练习文章 -
┌────────
一种预测逆转录病毒核衣壳蛋白的计算方法。

A computational method for predicting nucleocapsid protein in retroviruses.

机构信息

Cardiovascular Department, The First Affiliated Hospital of Xi'an Jiaotong University, No. 277 W. Yanta Road, Xi'an, 710061, Shaanxi, People's Republic of China.

School of Electronics & Control Engineering, Chang'an University, Middle Section of Nan Er Huan, Xi'an, 710064, Shaanxi, People's Republic of China.

出版信息

Sci Rep. 2022 Jan 11;12(1):524. doi: 10.1038/s41598-021-03182-2.

DOI:10.1038/s41598-021-03182-2

PMID:35017554

原文链接:https://pmc.ncbi.nlm.nih.gov/articles/PMC8752852/

Abstract

Nucleocapsid protein (NC) in the group-specific antigen (gag) of retrovirus is essential in the interactions of most retroviral gag proteins with RNAs. Computational method to predict NCs would benefit subsequent structure analysis and functional study on them. However, no computational method to predict the exact locations of NCs in retroviruses has been proposed yet. The wide range of length variation of NCs also increases the difficulties. In this paper, a computational method to identify NCs in retroviruses is proposed. All available retrovirus sequences with NC annotations were collected from NCBI. Models based on random forest (RF) and weighted support vector machine (WSVM) were built to predict initiation and termination sites of NCs. Factor analysis scales of generalized amino acid information along with position weight matrix were utilized to generate the feature space. Homology based gene prediction methods were also compared and integrated to bring out better predicting performance. Candidate initiation and termination sites predicted were then combined and screened according to their intervals, decision values and alignment scores. All available gag sequences without NC annotations were scanned with the model to detect putative NCs. Geometric means of sensitivity and specificity generated from prediction of initiation and termination sites under fivefold cross-validation are 0.9900 and 0.9548 respectively. 90.91% of all the collected retrovirus sequences with NC annotations could be predicted totally correct by the model combining WSVM, RF and simple alignment. The composite model performs better than the simplex ones. 235 putative NCs in unannotated gags were detected by the model. Our prediction method performs well on NC recognition and could also be expanded to solve other gene prediction problems, especially those whose training samples have large length variations.
└────────
任务 - 请把练习文章中从“A computational method for”到“11;12(1):524. doi: 10.1038/s41598-021-03182-2.”的这一段逐字抄写下来。

所给列表 -
┌────────
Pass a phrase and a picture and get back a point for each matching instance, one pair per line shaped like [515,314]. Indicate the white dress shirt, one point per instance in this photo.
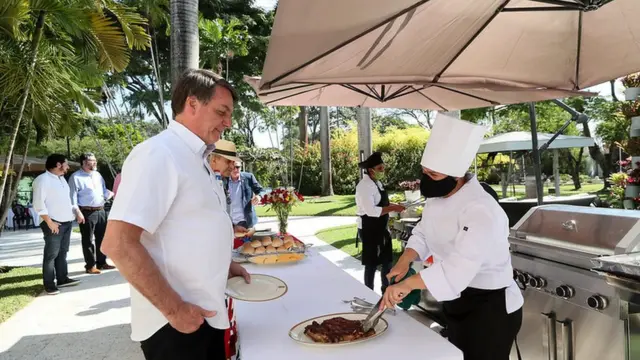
└────────
参考答案 -
A computational method for predicting nucleocapsid protein in retroviruses.

机构信息

Cardiovascular Department, The First Affiliated Hospital of Xi'an Jiaotong University, No. 277 W. Yanta Road, Xi'an, 710061, Shaanxi, People's Republic of China.

School of Electronics & Control Engineering, Chang'an University, Middle Section of Nan Er Huan, Xi'an, 710064, Shaanxi, People's Republic of China.

出版信息

Sci Rep. 2022 Jan 11;12(1):524. doi: 10.1038/s41598-021-03182-2.